> _Set task 1_
Please copy the records below exactly, starting at the line that contains "Camera-trap tally: mark every instance of the roof" and ending at the end of the records, with both ends included. Leave out the pictures.
================
How can I index a MATLAB array returned by a function without first assigning it to a local variable?
Solution 1
It actually is possible to do what you want, but you have to use the functional form of the indexing operator. When you perform an indexing operation using ()
, you are actually making a call to the subsref
function. So, even though you can't do this:
value = magic(5)(3, 3);
You can do this:
value = subsref(magic(5), struct('type', '()', 'subs', {{3, 3}}));
Ugly, but possible. ;)
In general, you just have to change the indexing step to a function call so you don't have two sets of parentheses immediately following one another. Another way to do this would be to define your own anonymous function to do the subscripted indexing. For example:
subindex = @(A, r, c) A(r, c); % An anonymous function for 2-D indexing
value = subindex(magic(5), 3, 3); % Use the function to index the matrix
However, when all is said and done the temporary local variable solution is much more readable, and definitely what I would suggest.
================
> _Set task 2_
Answer these questions using the MATLAB indexing text:
(a) What function is called when an indexing operation is performed with ()?
(b) What name is given to the anonymous function defined for 2-D indexing?
(c) Which solution does the author say is much more readable and would suggest?

[Image point annotation records]
================
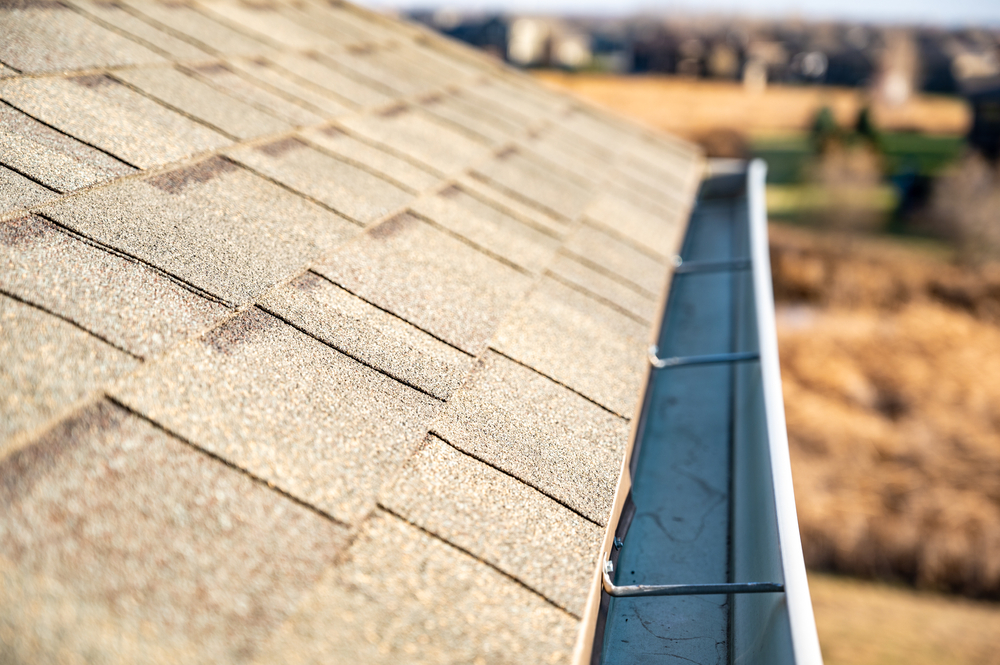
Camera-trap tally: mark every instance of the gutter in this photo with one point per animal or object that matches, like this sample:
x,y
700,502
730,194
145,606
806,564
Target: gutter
x,y
769,607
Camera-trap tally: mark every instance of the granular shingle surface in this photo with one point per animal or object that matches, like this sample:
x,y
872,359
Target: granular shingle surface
x,y
48,364
246,89
16,191
429,278
369,334
409,132
288,409
405,596
406,174
527,177
645,271
320,336
539,431
353,192
532,538
223,112
199,564
578,341
124,302
52,158
605,287
187,22
106,114
161,41
296,90
38,37
212,224
310,67
488,228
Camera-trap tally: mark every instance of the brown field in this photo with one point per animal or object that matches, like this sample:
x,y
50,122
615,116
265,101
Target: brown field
x,y
693,108
890,359
891,368
865,623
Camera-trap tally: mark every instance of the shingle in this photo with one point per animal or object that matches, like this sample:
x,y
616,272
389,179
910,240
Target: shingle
x,y
343,25
525,176
40,36
374,337
159,40
539,431
489,228
429,278
411,133
212,224
310,68
485,192
405,596
242,87
472,118
122,544
200,100
279,81
531,537
579,342
48,365
105,113
189,24
17,192
658,234
353,192
397,170
645,271
126,303
609,290
268,24
371,64
288,409
55,159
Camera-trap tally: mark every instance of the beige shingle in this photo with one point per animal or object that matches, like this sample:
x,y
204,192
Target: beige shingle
x,y
405,596
286,408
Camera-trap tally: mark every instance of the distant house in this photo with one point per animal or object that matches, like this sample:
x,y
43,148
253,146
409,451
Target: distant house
x,y
984,98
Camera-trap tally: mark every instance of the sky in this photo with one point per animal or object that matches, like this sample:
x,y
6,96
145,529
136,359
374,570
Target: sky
x,y
933,12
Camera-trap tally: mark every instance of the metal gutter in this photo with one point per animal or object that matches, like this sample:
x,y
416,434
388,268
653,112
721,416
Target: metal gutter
x,y
766,613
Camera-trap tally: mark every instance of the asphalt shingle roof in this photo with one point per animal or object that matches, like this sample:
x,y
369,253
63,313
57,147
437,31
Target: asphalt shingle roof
x,y
320,336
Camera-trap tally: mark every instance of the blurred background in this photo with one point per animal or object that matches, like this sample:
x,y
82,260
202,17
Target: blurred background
x,y
880,123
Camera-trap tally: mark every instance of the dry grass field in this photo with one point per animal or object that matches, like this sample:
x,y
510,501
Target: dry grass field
x,y
695,108
890,359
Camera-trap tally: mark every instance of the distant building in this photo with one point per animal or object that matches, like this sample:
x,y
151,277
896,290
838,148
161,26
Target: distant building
x,y
984,98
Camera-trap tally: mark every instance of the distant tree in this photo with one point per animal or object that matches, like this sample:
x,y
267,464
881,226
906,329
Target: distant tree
x,y
825,131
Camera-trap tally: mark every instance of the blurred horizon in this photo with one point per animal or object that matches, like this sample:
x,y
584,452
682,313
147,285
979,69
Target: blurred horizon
x,y
924,13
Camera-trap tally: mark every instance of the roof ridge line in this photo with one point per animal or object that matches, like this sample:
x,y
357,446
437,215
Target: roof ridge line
x,y
466,552
350,355
66,319
218,458
391,313
435,434
584,291
558,382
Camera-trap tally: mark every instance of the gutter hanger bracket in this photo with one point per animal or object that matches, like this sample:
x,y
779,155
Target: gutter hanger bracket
x,y
684,589
710,359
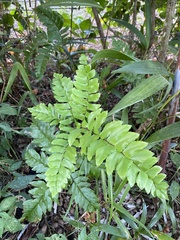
================
> _Output 1_
Camera-trap tally: mark every instance of the roof ridge line in this photo with one point per animal or object that matches, like this sample:
x,y
357,446
437,215
Target: roof ridge line
x,y
466,552
350,355
66,319
218,458
391,313
435,434
584,291
558,382
Camera-trap tally: mark every instance of the gutter hanger bracket in this photo with one point per animal or object that matches, like this sample:
x,y
779,155
Target: gutter hanger bracket
x,y
684,589
710,359

> _Output 2_
(a) subsref
(b) subindex
(c) The temporary local variable solution